WHAT IS NEEDED:
Restate all of the entries verbatim.

MATERIAL TO PROCESS:
┌────────

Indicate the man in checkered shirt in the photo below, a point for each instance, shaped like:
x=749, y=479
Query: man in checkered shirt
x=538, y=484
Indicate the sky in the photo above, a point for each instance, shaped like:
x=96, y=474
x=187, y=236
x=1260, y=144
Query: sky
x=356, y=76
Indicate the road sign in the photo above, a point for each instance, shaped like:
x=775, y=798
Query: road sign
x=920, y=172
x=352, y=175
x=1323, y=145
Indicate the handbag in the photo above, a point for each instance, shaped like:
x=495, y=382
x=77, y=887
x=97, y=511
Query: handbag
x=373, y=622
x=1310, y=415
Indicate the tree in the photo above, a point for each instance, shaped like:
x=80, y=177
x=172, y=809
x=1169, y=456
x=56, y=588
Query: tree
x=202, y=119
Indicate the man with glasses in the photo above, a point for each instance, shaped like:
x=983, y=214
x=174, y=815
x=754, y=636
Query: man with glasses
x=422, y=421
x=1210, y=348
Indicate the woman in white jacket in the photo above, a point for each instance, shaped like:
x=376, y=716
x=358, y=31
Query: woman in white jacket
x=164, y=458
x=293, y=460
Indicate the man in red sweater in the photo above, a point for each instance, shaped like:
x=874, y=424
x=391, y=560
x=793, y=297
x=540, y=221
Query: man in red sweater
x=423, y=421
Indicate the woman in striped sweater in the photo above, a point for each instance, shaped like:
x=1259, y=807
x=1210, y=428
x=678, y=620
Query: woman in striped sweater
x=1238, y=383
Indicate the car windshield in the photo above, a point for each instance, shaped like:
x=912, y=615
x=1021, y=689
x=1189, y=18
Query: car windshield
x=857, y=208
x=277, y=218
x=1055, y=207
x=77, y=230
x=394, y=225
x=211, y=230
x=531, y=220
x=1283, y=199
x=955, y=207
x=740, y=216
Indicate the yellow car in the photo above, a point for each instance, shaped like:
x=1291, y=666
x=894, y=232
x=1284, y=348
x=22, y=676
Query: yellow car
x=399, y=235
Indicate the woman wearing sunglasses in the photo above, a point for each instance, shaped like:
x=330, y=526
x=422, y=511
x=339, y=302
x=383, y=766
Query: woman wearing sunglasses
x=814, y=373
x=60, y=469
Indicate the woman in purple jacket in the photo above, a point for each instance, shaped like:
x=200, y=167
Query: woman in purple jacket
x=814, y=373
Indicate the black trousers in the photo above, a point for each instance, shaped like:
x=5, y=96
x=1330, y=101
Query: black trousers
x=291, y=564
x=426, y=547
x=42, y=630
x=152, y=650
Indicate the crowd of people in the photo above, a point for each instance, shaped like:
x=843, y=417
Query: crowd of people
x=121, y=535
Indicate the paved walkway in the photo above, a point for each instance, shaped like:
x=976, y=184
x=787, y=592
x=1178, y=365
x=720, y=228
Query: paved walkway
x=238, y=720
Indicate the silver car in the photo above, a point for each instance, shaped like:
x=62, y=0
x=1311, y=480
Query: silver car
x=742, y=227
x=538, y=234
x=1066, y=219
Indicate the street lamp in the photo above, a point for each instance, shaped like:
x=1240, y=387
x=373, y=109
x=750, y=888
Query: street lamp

└────────

OUTPUT:
Indicate the man in checkered shirt in the photo below, a point for each instance, shaped like:
x=749, y=479
Query: man in checkered shirt
x=538, y=484
Indicate the sky in the photo above, a point for each instance, shaped like:
x=96, y=474
x=187, y=236
x=1260, y=144
Query: sky
x=356, y=76
Indicate the road sign in the photo above, a point for each instance, shaped like:
x=775, y=798
Query: road sign
x=920, y=172
x=352, y=175
x=1323, y=145
Indicate the handbag in the photo above, a point for each instance, shaped like:
x=495, y=382
x=77, y=887
x=97, y=511
Query: handbag
x=373, y=622
x=1310, y=415
Indicate the tree in the photo above, a point for each instance, shaped like:
x=80, y=177
x=172, y=809
x=1169, y=456
x=56, y=588
Query: tree
x=202, y=119
Indicate the man with glasses in the photo above, a point for each instance, shaped like:
x=983, y=214
x=174, y=815
x=754, y=636
Query: man with glasses
x=422, y=421
x=1210, y=348
Indicate the woman in white jacket in the photo above, a point for each instance, shaped like:
x=376, y=716
x=358, y=31
Query: woman in white jacket
x=164, y=458
x=293, y=460
Indicate the man in red sweater in the photo above, a point for each instance, shaped like:
x=874, y=424
x=391, y=560
x=793, y=297
x=540, y=221
Query: man in red sweater
x=423, y=421
Indicate the woman in striped sweater in the photo above, a point for each instance, shaped like:
x=1259, y=807
x=1210, y=428
x=678, y=620
Query: woman in striped sweater
x=1238, y=383
Indicate the car windshield in the photo above, a point for each instance, shaped like:
x=912, y=615
x=1021, y=689
x=1189, y=18
Query: car windshield
x=857, y=208
x=277, y=218
x=1055, y=207
x=77, y=230
x=394, y=225
x=211, y=230
x=531, y=220
x=1283, y=199
x=955, y=207
x=740, y=216
Indicate the yellow car in the photo above, a point for each instance, shaped like:
x=1291, y=666
x=894, y=232
x=1284, y=348
x=22, y=676
Query: yellow car
x=399, y=235
Indicate the woman wearing sunglasses in the photo above, a point for each instance, shaped like:
x=330, y=526
x=422, y=511
x=339, y=302
x=383, y=766
Query: woman wearing sunglasses
x=814, y=373
x=60, y=469
Indicate the woman in purple jacket in the photo above, a point for each instance, shaped like:
x=200, y=167
Query: woman in purple jacket
x=814, y=373
Indicate the black trousers in the photo above, a point for each instance, shaped like:
x=5, y=96
x=1330, y=101
Query: black trousers
x=291, y=564
x=426, y=547
x=42, y=630
x=152, y=650
Indicate the crowd of people in the photo above, a point for each instance, shaped like:
x=843, y=417
Query: crowd of people
x=121, y=535
Indicate the paved walkway in the photo above, a point for each instance, shaped like:
x=976, y=184
x=787, y=592
x=1178, y=365
x=720, y=228
Query: paved walkway
x=238, y=720
Indicate the silver car in the photo above, a point for each instance, shaped like:
x=62, y=0
x=1311, y=480
Query: silver car
x=742, y=227
x=538, y=234
x=1066, y=219
Indicate the street lamp in the photo above, a point for each instance, shaped like:
x=1240, y=387
x=373, y=109
x=750, y=888
Query: street lamp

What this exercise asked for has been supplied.